_SOURCE PASSAGE_.
Presentation at the Report back seminar in Vancouver
August 21 & 27, 2005
Good morning. My name is Cindy Patten and I am a teacher for School District 68. I am so pleased to be able to speak to you today. Thanks in large part to your support, I was one of the 20+ Canadian teachers visiting China this past July in Canada ALPHA’s Peace and Reconciliation Study Tour for teachers.
It was an amazing experience for all of us. I learned from survivors more than I ever wanted to know about human suffering, and much that I need to know about living with grace and forgiveness.
Today I will share my very personal experiences of two particular topics: comfort women and the Nanking Massacre. Prior to the Study Tour, war and atrocities were something I had only experienced in sanitized textbooks and through the media. I am lucky; I have led a very privileged life. I can’t draw any comparisons between myself and the survivors that I met; they are – simply - heroes.
On July 13, 2005 I had the extraordinary privilege of meeting one of the comfort women. She was a victim; today she is a survivor and easily, a warrior in her own right.
When she walked into the crowded meeting room, aided by her daughter, I didn’t see her at first. She is impossibly tiny; when she sits in the leather armchair her head doesn’t reach the top of its back and her feet don’t touch the ground. For several minutes she sat with her hands still, eyes on her lap, while her daughter rubbed her arm and back to soothe her, to try to make her more comfortable as she readied herself to share her story with a group of foreign strangers.
She thinks she is about 88 years old now, but she’s not sure. Time and a life of pain have not been kind to her. Raised in shocking poverty, she became a pawn in the Japanese military sexual slavery system before turning “sweet 16”. She does remember escaping a marriage as a child bride at the age of 15. When she returned to her family they could not support her. Her fate in China was sealed when the Japanese military paid for her brother to get married, and she was sent to a “dining hall” to earn money to support herself. She was told she could make a fortune.
This was the start of years of hellish existence for her. The “dining hall” was no restaurant or cafeteria service. It was a comfort station, housing dozens of young, unmarried girls who were forced to service up to 29 men daily.

_GIVEN DATA_.
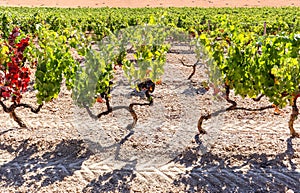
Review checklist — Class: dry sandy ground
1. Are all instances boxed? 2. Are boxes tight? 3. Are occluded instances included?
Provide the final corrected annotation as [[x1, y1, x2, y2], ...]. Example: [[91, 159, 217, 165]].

_INSTRUCTIONS TO FOLLOW_. Could you write the next part of the teacher's presentation about the China study tour, picking up after its last sentence? None of the data matters here.

_EXERCISE RESPONSE_.
She fought back against the sexual and physical assault. “I was young and tough at the time,” she said with pride. As she told us how she fought back every day, her voice suddenly became strong, young, forged of steel. Her body, however, is not. She still bears the evidence of the atrocities: she lives with many cracked vertebrae and scars from knife wounds and gun butt beatings.
Although she spoke through two translators to communicate with us, the still-raw emotion in her words painted an unmistakable portrait of her shattered life. Her voice cracked as she said, “if the Japanese military hadn’t cheated us I wouldn’t have come to China. I miss my hometown. I miss my family.” In the 60 years since the end of the war, she has not been back to her home town, her home country, even once.
Abruptly, she ended the interview by saying “we had a tough life at that time.” Her final words to us were that she and many other comfort women don’t want to be paid off to go away quietly. They want the compensation that comes with a sincere apology.
While she has gone on to lead a long life that includes a family of her own, she will not – cannot - forget. She still has nightmares and her physical wounds hurt every moment as her mind and body continue to give silent testimony to her life as a “comfort woman”.
I was selected to present this lady with a gift from Canada on behalf of Canada ALPHA. After hearing her story, watching her struggle with her confidence and sense of self-worth in front of us, and listening to her apologize to us for not speaking as well as she would have liked, any words that I had pre-rehearsed in my mind dried up on my tongue.
I knew there was absolutely nothing I could say in any language that could sufficiently thank her for just being there that day. Yet the debt of gratitude that we owed her was huge, and she needed to know that. Fortunately Joseph here was able to supplement my prose enough – at least in translation – that she finally lifted her eyes to meet mine. And then, I saw that they sparkled. I saw her love for life and the strength that had carried her through the years.
The previous day, our group had visited the historical site Qian Cang Zhan “Comfort House” in the Pudong district of Shanghai. It seemed in many respects to be your quintessential “haunted house” with small windows, cloistered empty rooms, and long narrow wooden staircases that creaked and groaned in whispers as you stepped up them. It had been easy to get lost in the architecture, the sense of mystery, the juxtaposition between the antiquated beauty of the once-stately home and the modern, steel and glass Shanghai that pressed in on it from every angle.
Then on the 3rd floor I found the attic. At the top of the stairs I peered down the hall to see three doorways, and three small shadowy rooms. The first two rooms were door-less and largely empty. The third room was barred by a door with broken glass panes. Glass fragments littered the floor and crunched under my feet. I looked through the door to the left, and saw a jumble of dilapidated bunk beds and old worn blankets.
24 hours later, after meeting with the comfort woman, the pieces of this chapter of history began to fit together with devastating clarity.
For many of us, the most memorable high point AND the emotional low point of the Study Tour happened in Nanjing. Although we had had two intensive pre-Tour study sessions, nothing could have prepared us for this time. One of my colleagues actually said to me that he thought people should have some counseling to prepare for this experience – and if not before the Tour, then certainly after.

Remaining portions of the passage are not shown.